____ Dataset extract

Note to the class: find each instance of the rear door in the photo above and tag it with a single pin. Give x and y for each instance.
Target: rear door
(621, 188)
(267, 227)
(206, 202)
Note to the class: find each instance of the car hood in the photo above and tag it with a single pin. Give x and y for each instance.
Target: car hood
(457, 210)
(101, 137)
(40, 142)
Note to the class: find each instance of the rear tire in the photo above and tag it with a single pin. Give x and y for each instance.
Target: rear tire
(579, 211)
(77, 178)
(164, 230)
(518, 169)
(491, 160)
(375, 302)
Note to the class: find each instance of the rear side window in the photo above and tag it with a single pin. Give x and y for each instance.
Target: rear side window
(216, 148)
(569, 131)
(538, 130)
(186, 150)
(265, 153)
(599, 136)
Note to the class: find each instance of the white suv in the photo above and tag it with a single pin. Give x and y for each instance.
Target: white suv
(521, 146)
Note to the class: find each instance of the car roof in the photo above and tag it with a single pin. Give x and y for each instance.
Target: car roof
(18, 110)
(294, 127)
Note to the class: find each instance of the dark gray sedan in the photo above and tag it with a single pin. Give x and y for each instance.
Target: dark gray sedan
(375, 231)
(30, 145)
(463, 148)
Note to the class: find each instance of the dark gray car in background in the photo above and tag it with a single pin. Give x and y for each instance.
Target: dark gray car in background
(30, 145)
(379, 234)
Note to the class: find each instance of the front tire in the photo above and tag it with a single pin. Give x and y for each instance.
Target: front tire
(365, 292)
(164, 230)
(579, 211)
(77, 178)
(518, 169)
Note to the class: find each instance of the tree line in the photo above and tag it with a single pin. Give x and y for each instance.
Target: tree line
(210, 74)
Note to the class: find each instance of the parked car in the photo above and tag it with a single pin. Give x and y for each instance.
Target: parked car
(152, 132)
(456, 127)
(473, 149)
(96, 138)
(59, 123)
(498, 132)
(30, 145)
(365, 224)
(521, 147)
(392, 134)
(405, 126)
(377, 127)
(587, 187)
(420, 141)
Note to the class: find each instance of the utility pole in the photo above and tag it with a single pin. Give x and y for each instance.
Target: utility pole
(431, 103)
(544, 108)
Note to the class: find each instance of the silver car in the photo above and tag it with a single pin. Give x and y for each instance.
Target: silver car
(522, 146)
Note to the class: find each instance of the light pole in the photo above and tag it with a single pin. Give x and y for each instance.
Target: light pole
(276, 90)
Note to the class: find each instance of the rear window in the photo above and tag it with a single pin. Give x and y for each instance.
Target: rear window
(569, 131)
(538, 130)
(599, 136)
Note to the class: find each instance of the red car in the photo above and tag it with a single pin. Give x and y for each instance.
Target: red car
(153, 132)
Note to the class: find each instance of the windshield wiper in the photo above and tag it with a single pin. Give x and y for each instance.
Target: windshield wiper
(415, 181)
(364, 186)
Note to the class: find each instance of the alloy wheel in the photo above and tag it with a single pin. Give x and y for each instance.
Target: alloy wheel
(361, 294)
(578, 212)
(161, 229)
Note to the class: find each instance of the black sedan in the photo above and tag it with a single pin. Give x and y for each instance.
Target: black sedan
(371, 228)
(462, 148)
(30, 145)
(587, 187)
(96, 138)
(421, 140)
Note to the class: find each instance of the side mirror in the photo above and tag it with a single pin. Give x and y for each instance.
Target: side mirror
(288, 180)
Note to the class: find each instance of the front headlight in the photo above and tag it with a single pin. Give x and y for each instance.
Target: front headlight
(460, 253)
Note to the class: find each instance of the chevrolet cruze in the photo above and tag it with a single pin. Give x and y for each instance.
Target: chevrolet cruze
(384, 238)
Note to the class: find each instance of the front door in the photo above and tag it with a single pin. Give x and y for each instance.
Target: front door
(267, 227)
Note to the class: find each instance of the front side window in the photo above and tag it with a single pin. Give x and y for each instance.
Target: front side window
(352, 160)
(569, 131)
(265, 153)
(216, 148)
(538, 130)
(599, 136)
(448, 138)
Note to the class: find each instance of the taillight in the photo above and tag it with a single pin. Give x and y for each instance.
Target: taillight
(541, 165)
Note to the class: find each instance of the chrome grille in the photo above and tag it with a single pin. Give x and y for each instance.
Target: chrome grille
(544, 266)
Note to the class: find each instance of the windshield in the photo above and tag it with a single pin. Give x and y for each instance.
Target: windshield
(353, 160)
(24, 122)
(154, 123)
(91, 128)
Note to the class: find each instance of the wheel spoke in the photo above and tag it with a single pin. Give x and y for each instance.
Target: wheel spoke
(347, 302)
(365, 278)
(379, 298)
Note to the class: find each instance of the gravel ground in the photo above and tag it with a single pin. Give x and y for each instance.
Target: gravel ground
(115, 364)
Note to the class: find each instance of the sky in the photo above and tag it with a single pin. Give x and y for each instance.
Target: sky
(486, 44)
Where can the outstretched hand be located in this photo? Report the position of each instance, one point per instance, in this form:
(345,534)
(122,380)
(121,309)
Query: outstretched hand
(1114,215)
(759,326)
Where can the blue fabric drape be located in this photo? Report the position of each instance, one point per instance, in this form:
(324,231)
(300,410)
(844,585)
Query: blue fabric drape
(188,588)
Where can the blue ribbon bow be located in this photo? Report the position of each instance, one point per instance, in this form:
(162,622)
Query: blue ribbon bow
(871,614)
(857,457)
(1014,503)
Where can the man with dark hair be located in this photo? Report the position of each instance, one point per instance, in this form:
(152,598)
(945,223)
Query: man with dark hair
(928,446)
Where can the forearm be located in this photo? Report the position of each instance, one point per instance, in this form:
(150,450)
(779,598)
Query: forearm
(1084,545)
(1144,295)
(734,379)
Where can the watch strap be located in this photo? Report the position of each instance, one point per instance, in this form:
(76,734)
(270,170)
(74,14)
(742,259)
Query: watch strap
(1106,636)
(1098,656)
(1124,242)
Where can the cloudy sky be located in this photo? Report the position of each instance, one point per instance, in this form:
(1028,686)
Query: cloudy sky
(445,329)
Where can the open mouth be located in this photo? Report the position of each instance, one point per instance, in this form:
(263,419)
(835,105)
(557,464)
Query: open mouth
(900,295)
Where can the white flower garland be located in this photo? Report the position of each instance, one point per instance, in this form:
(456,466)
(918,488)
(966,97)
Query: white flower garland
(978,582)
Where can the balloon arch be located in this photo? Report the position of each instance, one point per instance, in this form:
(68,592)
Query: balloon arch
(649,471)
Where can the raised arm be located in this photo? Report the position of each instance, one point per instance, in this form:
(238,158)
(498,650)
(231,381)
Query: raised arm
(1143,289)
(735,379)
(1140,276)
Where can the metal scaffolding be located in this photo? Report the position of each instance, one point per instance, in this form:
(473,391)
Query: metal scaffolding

________

◆ Activity
Among the entries above, find every line holding "scaffolding" and copy it.

◆ Exercise output
Where can the metal scaffolding be located in this photo? Report the position of each instance, one point per instance, in this form:
Query: metal scaffolding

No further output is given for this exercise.